Written instruction:
Render the stretch of the material from the line containing "Please identify the distant" through the end of the material as a numbered list, leaving out blank lines. Omit the pictures from the answer.
------------------------------
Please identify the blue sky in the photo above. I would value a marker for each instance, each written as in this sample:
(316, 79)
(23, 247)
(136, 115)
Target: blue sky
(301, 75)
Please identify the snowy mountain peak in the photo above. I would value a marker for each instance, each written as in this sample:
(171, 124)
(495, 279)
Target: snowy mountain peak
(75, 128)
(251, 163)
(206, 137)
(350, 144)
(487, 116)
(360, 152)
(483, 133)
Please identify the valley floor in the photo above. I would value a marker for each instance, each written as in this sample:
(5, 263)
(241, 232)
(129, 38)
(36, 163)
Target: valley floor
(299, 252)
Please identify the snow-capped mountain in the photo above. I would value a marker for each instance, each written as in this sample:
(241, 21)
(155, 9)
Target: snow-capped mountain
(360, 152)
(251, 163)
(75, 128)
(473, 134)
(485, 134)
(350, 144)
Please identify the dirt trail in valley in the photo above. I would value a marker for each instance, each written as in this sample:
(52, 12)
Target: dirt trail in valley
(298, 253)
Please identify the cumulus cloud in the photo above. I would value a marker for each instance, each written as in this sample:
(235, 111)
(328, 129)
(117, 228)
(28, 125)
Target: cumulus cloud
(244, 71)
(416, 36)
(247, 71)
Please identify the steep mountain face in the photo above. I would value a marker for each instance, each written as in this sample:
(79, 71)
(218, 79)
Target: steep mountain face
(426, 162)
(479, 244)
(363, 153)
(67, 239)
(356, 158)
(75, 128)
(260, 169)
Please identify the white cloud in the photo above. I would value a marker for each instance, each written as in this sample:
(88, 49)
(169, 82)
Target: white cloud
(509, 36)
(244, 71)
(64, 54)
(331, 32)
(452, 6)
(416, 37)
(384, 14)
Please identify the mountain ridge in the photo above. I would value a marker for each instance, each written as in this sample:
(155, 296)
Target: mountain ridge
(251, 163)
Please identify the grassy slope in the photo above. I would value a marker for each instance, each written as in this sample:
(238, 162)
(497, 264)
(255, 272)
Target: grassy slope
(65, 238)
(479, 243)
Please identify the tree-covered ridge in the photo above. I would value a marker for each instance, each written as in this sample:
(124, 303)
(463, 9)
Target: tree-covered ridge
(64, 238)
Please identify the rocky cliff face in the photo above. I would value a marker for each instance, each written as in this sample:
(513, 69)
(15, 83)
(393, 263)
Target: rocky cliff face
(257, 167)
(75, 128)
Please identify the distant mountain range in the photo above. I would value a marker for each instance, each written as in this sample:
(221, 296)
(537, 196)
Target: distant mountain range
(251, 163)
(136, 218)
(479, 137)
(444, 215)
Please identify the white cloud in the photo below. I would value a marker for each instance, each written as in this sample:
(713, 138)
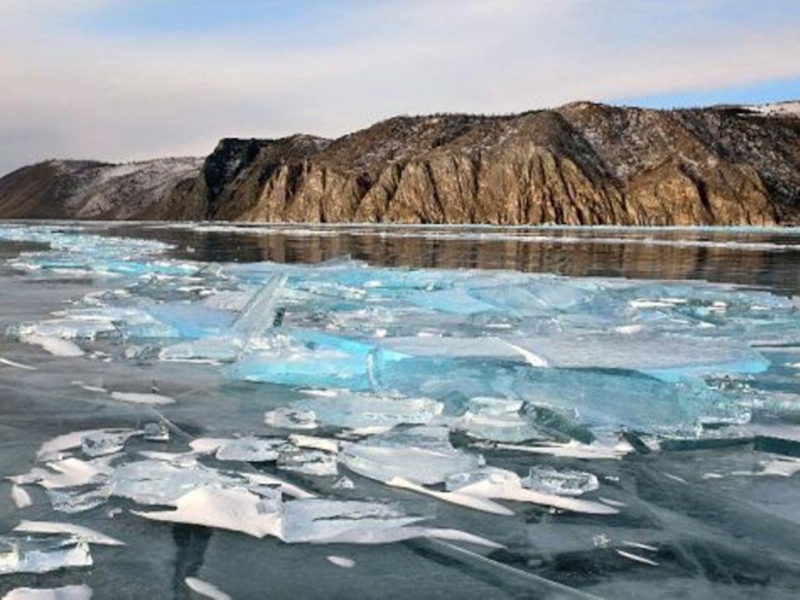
------------------------------
Solution for this exercise:
1. Please identify the distant mountain range in the photo above. I would value a marker for each instance, each written as in this sample:
2. (221, 296)
3. (537, 196)
4. Target: distant mountain range
5. (251, 163)
6. (136, 218)
7. (479, 137)
8. (444, 215)
9. Please identify the white cloud in the photo below. I would value a marker for each instance, each written as in this sample:
10. (713, 138)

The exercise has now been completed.